#### Arbeitsauftrag 1:
Schreiben Sie aus dem Textauszug alles von „2. Dem Erfordernis, durch“ bis hinunter zu „Empfangsgericht zu überprüfen.“ wörtlich ab.
#### Arbeitsauftrag 2:
Beantworten Sie anhand des Textauszugs kurz die folgenden Fragen:
(a) Welches Gericht hat das mit der Berufung angegriffene Urteil erlassen, und an welchem Tag?
(b) Was bestimmt der Tenor zur Revision?
(c) Anhand wovon muss laut Leitsatz 1 die Telefaxnummer abgeglichen werden?

─── Textauszug ───

Entscheidungsstichwort (Thema)
Sozialgerichtliches Verfahren. Versäumung der Berufungsfrist. Wiedereinsetzung in den vorigen Stand. Rechtsanwalt. fristwahrende Schriftsätze. Pflicht zur wirksamen Ausgangskontrolle. Anforderung an organisatorische Anweisung zur Überprüfung der Telefaxnummer. Abgleich anhand zuverlässiger Quelle
Leitsatz (amtlich)
1. Ein Rechtsanwalt genügt seiner Pflicht zur wirksamen Ausgangskontrolle fristwahrender Schriftsätze nur dann, wenn er seine Angestellten anweist, nach einer Übermittlung per Telefax anhand des Sendeprotokolls zu überprüfen, ob der Schriftsatz vollständig und an das richtige Gericht übermittelt worden ist. Erst danach darf die Frist im Fristenkalender gestrichen werden. Dabei darf sich die Kontrolle des Sendeberichts grundsätzlich nicht darauf beschränken, die auf diesem aufgedruckte Telefaxnummer mit der zuvor aufgeschriebenen, etwa in den Schriftsatz eingefügten Telefaxnummer zu vergleichen. Vielmehr muss der Abgleich anhand einer zuverlässigen Quelle, etwa anhand eines geeigneten Verzeichnisses, vorgenommen werden, aus der die Telefaxnummer des Gerichts hervorgeht, für das die Sendung bestimmt ist (vgl BGH vom 19.12.2017 - XI ZB 16/17 = FamRZ 2018, 610 = juris RdNr 7, mwN).
2. Dem Erfordernis, durch organisatorische Anweisungen sicherzustellen, dass Fehler bei der Ermittlung der Telefaxnummer erfasst werden, kann auch durch die Anweisung genügt werden, die im Sendebericht ausgedruckte Telefaxnummer mit der schriftlich niedergelegten zu vergleichen, wenn sichergestellt ist, dass diese ihrerseits zuvor aus einer zuverlässigen Quelle ermittelt worden ist. Dies setzt aber voraus, dass zusätzlich die generelle Anweisung besteht, die ermittelte Telefaxnummer vor der Versendung auf eine Zuordnung zu dem vom Rechtsanwalt bezeichneten Empfangsgericht zu überprüfen.
Normenkette
SGG § 158 Sätze 1-2, § 64 Abs. 1-3, § 67 Abs. 1-2, § 91 Abs. 1, § 151 Abs. 1-2; ZPO § 85 Abs. 2
Tenor
I. Die Berufung der Klägerin gegen das Urteil des Sozialgerichts Dresden vom 24. April 2018 wird als unzulässig verworfen.
II. Außergerichtliche Kosten sind auch im Berufungsverfahren nicht zu erstatten.
III. Die Revision wird nicht zugelassen.
Gründe
I.
Die Berufung der Klägerin gegen das Urteil des Sozialgerichts vom 24. April 2018 (Az.: S 29 AS 646/16) ist als unzulässig zu verwerfen (vgl. § 158 Satz 1 des Sozialgerichtsgesetzes [SGG]). Die Berufung ist nicht in der gesetzlichen Frist eingelegt worden (vgl. § 151 SGG). Die Entscheidung konnte gemäß § 158 Satz 2 SGG durch Beschluss ergehen. Die Durchführung einer mündlichen Verhandlung wurde nicht für erforderlich erachtet. Die Beteiligten wurden zur beabsichtigten Entscheidung durch Beschluss angehört.

─── Übungsdaten ───

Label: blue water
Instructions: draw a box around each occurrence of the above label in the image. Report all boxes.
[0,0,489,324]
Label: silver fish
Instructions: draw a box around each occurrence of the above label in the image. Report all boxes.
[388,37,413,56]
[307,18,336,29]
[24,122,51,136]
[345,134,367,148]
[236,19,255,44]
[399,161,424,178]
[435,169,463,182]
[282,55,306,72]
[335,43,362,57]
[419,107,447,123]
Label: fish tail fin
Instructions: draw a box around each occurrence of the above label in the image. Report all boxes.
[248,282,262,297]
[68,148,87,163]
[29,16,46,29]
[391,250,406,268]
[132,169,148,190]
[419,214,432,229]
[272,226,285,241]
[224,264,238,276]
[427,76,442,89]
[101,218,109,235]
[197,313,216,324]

───
─── Übungsdaten ───

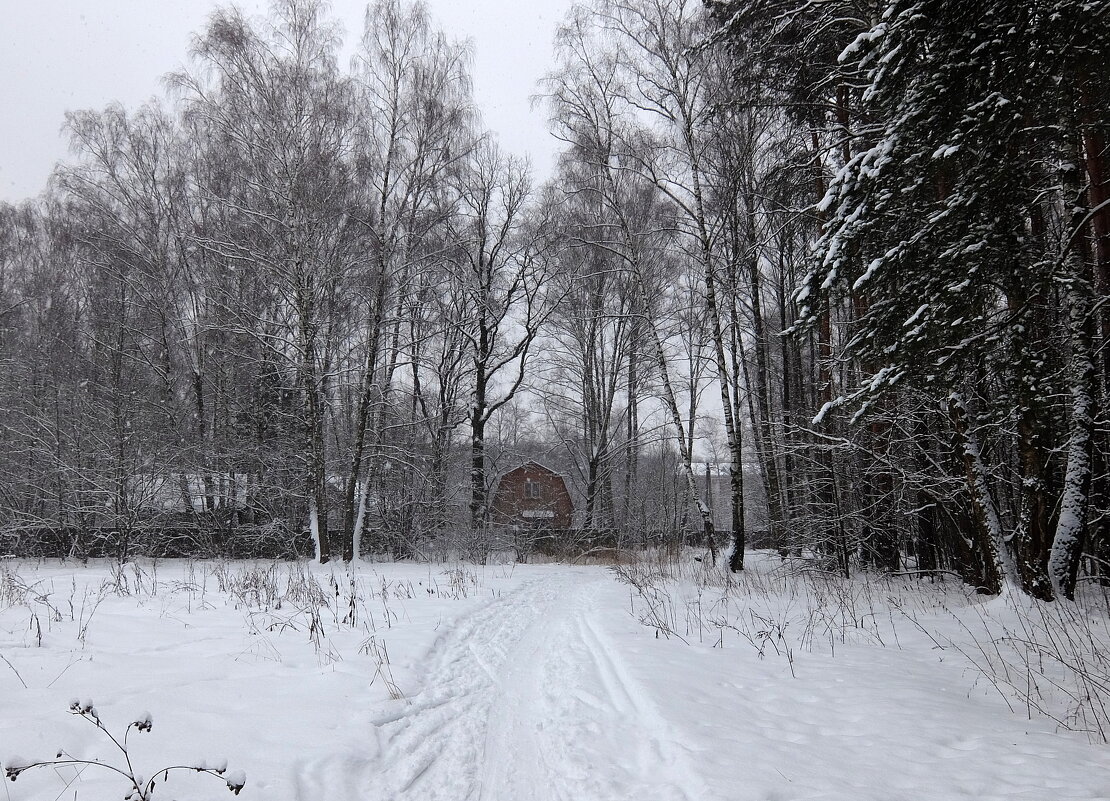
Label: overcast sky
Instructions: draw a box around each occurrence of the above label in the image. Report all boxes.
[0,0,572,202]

───

#### Schriftliche Antwort 1:
2. Dem Erfordernis, durch organisatorische Anweisungen sicherzustellen, dass Fehler bei der Ermittlung der Telefaxnummer erfasst werden, kann auch durch die Anweisung genügt werden, die im Sendebericht ausgedruckte Telefaxnummer mit der schriftlich niedergelegten zu vergleichen, wenn sichergestellt ist, dass diese ihrerseits zuvor aus einer zuverlässigen Quelle ermittelt worden ist. Dies setzt aber voraus, dass zusätzlich die generelle Anweisung besteht, die ermittelte Telefaxnummer vor der Versendung auf eine Zuordnung zu dem vom Rechtsanwalt bezeichneten Empfangsgericht zu überprüfen.

#### Schriftliche Antwort 2:
(a) Das Sozialgericht Dresden, am 24. April 2018.
(b) Die Revision wird nicht zugelassen.
(c) Anhand einer zuverlässigen Quelle, etwa eines geeigneten Verzeichnisses, aus der die Telefaxnummer des Gerichts hervorgeht, für das die Sendung bestimmt ist.